● **Exercise objective**: Give every line of the data again, unchanged, but with no pictures.

# # # # # # #

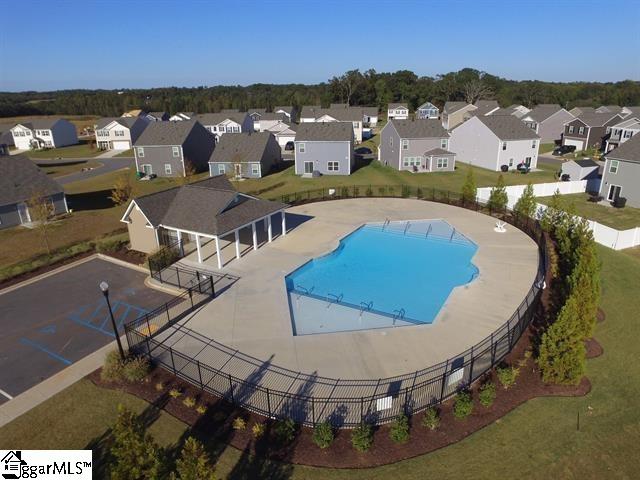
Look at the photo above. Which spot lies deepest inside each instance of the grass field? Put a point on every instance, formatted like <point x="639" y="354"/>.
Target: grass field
<point x="538" y="440"/>
<point x="618" y="218"/>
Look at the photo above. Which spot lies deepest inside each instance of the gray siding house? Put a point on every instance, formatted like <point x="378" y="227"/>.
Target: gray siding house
<point x="20" y="179"/>
<point x="245" y="155"/>
<point x="166" y="149"/>
<point x="326" y="148"/>
<point x="416" y="146"/>
<point x="495" y="140"/>
<point x="621" y="176"/>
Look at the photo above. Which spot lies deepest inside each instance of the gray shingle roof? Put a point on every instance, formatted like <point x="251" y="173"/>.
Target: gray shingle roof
<point x="427" y="128"/>
<point x="20" y="178"/>
<point x="507" y="127"/>
<point x="211" y="206"/>
<point x="241" y="147"/>
<point x="165" y="133"/>
<point x="325" y="132"/>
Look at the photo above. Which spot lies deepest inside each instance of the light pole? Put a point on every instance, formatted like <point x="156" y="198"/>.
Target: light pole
<point x="104" y="286"/>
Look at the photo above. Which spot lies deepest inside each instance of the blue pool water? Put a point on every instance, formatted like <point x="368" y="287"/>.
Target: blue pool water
<point x="402" y="272"/>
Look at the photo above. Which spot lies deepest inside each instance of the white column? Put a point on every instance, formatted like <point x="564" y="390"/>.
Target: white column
<point x="255" y="236"/>
<point x="218" y="252"/>
<point x="198" y="247"/>
<point x="284" y="224"/>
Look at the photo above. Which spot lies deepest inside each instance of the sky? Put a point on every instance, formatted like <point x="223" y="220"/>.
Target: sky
<point x="59" y="44"/>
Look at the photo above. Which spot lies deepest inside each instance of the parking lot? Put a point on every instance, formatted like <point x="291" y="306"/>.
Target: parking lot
<point x="56" y="321"/>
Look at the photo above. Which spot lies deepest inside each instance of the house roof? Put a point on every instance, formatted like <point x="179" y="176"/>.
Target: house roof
<point x="629" y="150"/>
<point x="241" y="147"/>
<point x="165" y="133"/>
<point x="325" y="132"/>
<point x="20" y="178"/>
<point x="422" y="128"/>
<point x="507" y="127"/>
<point x="211" y="206"/>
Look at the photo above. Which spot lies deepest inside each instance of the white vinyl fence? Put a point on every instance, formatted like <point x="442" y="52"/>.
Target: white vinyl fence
<point x="607" y="236"/>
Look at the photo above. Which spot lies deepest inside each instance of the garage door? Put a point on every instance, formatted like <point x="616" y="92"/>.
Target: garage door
<point x="121" y="145"/>
<point x="579" y="144"/>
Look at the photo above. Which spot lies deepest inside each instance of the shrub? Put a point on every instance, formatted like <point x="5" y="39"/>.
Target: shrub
<point x="362" y="437"/>
<point x="323" y="435"/>
<point x="507" y="376"/>
<point x="487" y="394"/>
<point x="399" y="431"/>
<point x="239" y="423"/>
<point x="463" y="405"/>
<point x="431" y="419"/>
<point x="285" y="431"/>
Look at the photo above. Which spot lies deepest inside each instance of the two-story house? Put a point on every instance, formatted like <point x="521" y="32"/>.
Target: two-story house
<point x="220" y="123"/>
<point x="427" y="110"/>
<point x="119" y="133"/>
<point x="172" y="149"/>
<point x="325" y="148"/>
<point x="44" y="133"/>
<point x="589" y="130"/>
<point x="416" y="146"/>
<point x="547" y="120"/>
<point x="245" y="155"/>
<point x="398" y="111"/>
<point x="494" y="141"/>
<point x="621" y="174"/>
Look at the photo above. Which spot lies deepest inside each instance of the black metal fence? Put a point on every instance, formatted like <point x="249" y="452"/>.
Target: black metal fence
<point x="276" y="392"/>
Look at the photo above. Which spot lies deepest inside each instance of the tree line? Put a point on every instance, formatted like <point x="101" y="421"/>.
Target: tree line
<point x="353" y="87"/>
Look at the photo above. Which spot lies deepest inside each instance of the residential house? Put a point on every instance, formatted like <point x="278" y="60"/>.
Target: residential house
<point x="492" y="141"/>
<point x="157" y="116"/>
<point x="119" y="133"/>
<point x="44" y="133"/>
<point x="326" y="148"/>
<point x="171" y="149"/>
<point x="245" y="155"/>
<point x="547" y="120"/>
<point x="203" y="213"/>
<point x="416" y="146"/>
<point x="220" y="123"/>
<point x="589" y="130"/>
<point x="621" y="175"/>
<point x="427" y="110"/>
<point x="399" y="111"/>
<point x="20" y="180"/>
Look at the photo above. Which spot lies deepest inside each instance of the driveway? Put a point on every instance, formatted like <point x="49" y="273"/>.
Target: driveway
<point x="57" y="320"/>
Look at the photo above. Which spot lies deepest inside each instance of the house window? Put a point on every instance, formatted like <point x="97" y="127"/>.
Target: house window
<point x="613" y="166"/>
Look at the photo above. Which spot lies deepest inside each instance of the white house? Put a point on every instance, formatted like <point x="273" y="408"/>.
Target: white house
<point x="44" y="133"/>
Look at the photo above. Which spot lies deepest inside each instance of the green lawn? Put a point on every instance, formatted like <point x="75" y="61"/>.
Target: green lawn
<point x="538" y="440"/>
<point x="81" y="150"/>
<point x="618" y="218"/>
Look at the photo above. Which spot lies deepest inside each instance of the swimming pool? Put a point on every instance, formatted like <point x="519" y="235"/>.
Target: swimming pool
<point x="381" y="275"/>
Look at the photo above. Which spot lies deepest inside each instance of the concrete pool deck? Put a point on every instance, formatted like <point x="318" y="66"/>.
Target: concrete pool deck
<point x="253" y="316"/>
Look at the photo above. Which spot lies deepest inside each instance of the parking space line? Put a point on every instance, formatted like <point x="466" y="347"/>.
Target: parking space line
<point x="31" y="343"/>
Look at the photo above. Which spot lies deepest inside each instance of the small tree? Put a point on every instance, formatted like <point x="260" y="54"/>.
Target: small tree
<point x="526" y="204"/>
<point x="469" y="187"/>
<point x="41" y="212"/>
<point x="498" y="198"/>
<point x="122" y="190"/>
<point x="194" y="463"/>
<point x="135" y="454"/>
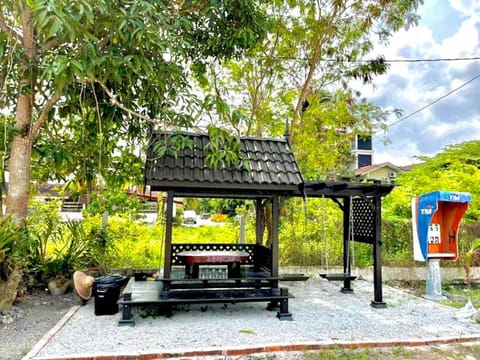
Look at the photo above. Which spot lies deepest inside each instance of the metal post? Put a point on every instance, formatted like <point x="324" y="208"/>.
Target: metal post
<point x="434" y="281"/>
<point x="347" y="286"/>
<point x="377" y="255"/>
<point x="258" y="221"/>
<point x="168" y="236"/>
<point x="275" y="225"/>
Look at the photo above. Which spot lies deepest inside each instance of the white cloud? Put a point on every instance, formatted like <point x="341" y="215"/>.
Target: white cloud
<point x="446" y="30"/>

# # # # # # #

● **Final answer**:
Look at the photo above. Which spot lies deepest inside each instance of the grass field? Put a point on every instance, formatted like <point x="639" y="354"/>.
Target: grass field
<point x="538" y="440"/>
<point x="618" y="218"/>
Look at the photo above. Which spot lies deepest inside each instance of the gray siding house? Put a point on every instance, formatted like <point x="378" y="227"/>.
Target: gray siding house
<point x="20" y="179"/>
<point x="245" y="155"/>
<point x="166" y="149"/>
<point x="326" y="148"/>
<point x="416" y="146"/>
<point x="495" y="140"/>
<point x="621" y="176"/>
Look at the photo above. Which spot lies deepest inside each instance of the gray shingle roof? Put a point on every instance, formatted like <point x="251" y="173"/>.
Target: gray shingle roof
<point x="427" y="128"/>
<point x="20" y="178"/>
<point x="507" y="127"/>
<point x="211" y="206"/>
<point x="241" y="147"/>
<point x="165" y="133"/>
<point x="325" y="132"/>
Look at the photo above. Which spot lies deepest inside each instance of the light pole? Put a point on every instance, formatted like <point x="156" y="198"/>.
Target: light pole
<point x="104" y="286"/>
Look at the photo above. Which spot lies deepest inside each instance of the blue pool water? Put a point on every instance, formatted like <point x="368" y="287"/>.
Target: blue pool water
<point x="402" y="272"/>
Look at the photo above. Which spot lies deepest inside each instance of the white column? Put a point on every instance, formatted like <point x="564" y="390"/>.
Target: white column
<point x="255" y="236"/>
<point x="218" y="252"/>
<point x="198" y="247"/>
<point x="284" y="224"/>
Look at the photo above. Which spot lies deepest inside each instance of the sky? Put a point on every instance, formatted like <point x="223" y="220"/>.
Target: sky
<point x="59" y="44"/>
Look at the photo above. Which spot lies deepest inside each instance of the parking lot? Put a point on every instance, formatted like <point x="291" y="306"/>.
Target: parking lot
<point x="56" y="321"/>
Look at the photo above. Which spot lies deepest inside each instance of the house roof? Put a point on every instance, formatted like <point x="179" y="176"/>.
Target: house roof
<point x="629" y="150"/>
<point x="241" y="147"/>
<point x="165" y="133"/>
<point x="325" y="132"/>
<point x="20" y="178"/>
<point x="422" y="128"/>
<point x="507" y="127"/>
<point x="211" y="206"/>
Look at the photo above. Which spot lies deepest inside each instance of the white vinyl fence? Put a point on every instance, formatted like <point x="442" y="52"/>.
Target: white vinyl fence
<point x="607" y="236"/>
Look at the photo above. Which spot lies deepest inside each instance of the garage door? Put a point on every instance, formatted like <point x="616" y="92"/>.
Target: garage door
<point x="121" y="145"/>
<point x="579" y="144"/>
Look at the photo above. Which spot lies deepest inside each instance of the shrub? Put a point on every instance, formatted like <point x="5" y="39"/>.
Target: shrub
<point x="362" y="437"/>
<point x="323" y="435"/>
<point x="507" y="376"/>
<point x="487" y="394"/>
<point x="399" y="431"/>
<point x="239" y="423"/>
<point x="463" y="405"/>
<point x="431" y="419"/>
<point x="285" y="431"/>
Look at the photo above. Which spot lies deepest inside each instance of the two-story house? Put a point on every instance, formatted like <point x="521" y="32"/>.
Target: two-story house
<point x="220" y="123"/>
<point x="427" y="110"/>
<point x="119" y="133"/>
<point x="172" y="149"/>
<point x="325" y="148"/>
<point x="44" y="133"/>
<point x="589" y="130"/>
<point x="416" y="146"/>
<point x="547" y="120"/>
<point x="245" y="155"/>
<point x="398" y="111"/>
<point x="494" y="141"/>
<point x="621" y="174"/>
Look at the photo above. Which spot lies deepest inside each instance of the black metal fence? Put a point on every instance, formatted like <point x="249" y="452"/>.
Target: black metal fence
<point x="276" y="392"/>
Look at the photo above. Which spot lies deepest inside each instance of the tree line? Put a point on every instance, formatted like <point x="101" y="421"/>.
Target: tree line
<point x="353" y="87"/>
Look at the photo above. Which spot lies deepest inside each instance of the residential house? Put a point on every instance, formatted like <point x="278" y="60"/>.
Target: residential house
<point x="492" y="141"/>
<point x="157" y="116"/>
<point x="119" y="133"/>
<point x="44" y="133"/>
<point x="326" y="148"/>
<point x="171" y="149"/>
<point x="245" y="155"/>
<point x="547" y="120"/>
<point x="203" y="213"/>
<point x="416" y="146"/>
<point x="220" y="123"/>
<point x="589" y="130"/>
<point x="621" y="175"/>
<point x="427" y="110"/>
<point x="399" y="111"/>
<point x="20" y="180"/>
Look at the photo above. Which spot lies deepest inside each instance of the driveway? Put a point on every instance, formatted like <point x="49" y="273"/>.
Target: driveway
<point x="57" y="320"/>
Look at the photo above. Which spot lies deepest inside each instance of the house window? Put a point on every instance, formatted like <point x="97" y="127"/>.
Target: house window
<point x="613" y="166"/>
Look at the photo above. Which spot lies deepest inside each instance of the white house? Put a point on every instance, formatted like <point x="273" y="408"/>.
Target: white house
<point x="44" y="133"/>
Look at the photo above. Which spot lies deepest inside each instance of the green lawn? Put a point on every instance, formatted like <point x="75" y="61"/>.
Target: green lawn
<point x="538" y="440"/>
<point x="81" y="150"/>
<point x="618" y="218"/>
Look at the photo above. Which spot lies deepest inside each instance of the swimming pool? Put a point on every instance, formatted like <point x="519" y="235"/>.
Target: swimming pool
<point x="381" y="275"/>
Look at the photo above. Which spot lies deepest inside each instance of the concrete pool deck? Put a point on every instance, formatted like <point x="318" y="66"/>.
Target: concrete pool deck
<point x="253" y="316"/>
Look at the photo above. Which spot lies deepest inside each instance of the parking space line? Put a point on every instance, formatted like <point x="466" y="347"/>.
Target: parking space line
<point x="31" y="343"/>
Look at the photo above. Which spot lies deepest inside each instance of the small tree? Put a point on every instance, formatted like <point x="260" y="54"/>.
Target: small tree
<point x="526" y="204"/>
<point x="469" y="187"/>
<point x="41" y="212"/>
<point x="498" y="198"/>
<point x="122" y="190"/>
<point x="194" y="463"/>
<point x="135" y="454"/>
Look at the photo above. Which spot lies deepest inside each instance of the metal post? Put a point on every instance, formatted like <point x="324" y="208"/>.
Target: metal post
<point x="434" y="281"/>
<point x="347" y="286"/>
<point x="377" y="255"/>
<point x="258" y="221"/>
<point x="168" y="236"/>
<point x="275" y="225"/>
Look at the photo above. Which spot lies deepest inside each instance of the white cloud? Put a point on every instance, formatted like <point x="341" y="215"/>.
Target: white cloud
<point x="446" y="30"/>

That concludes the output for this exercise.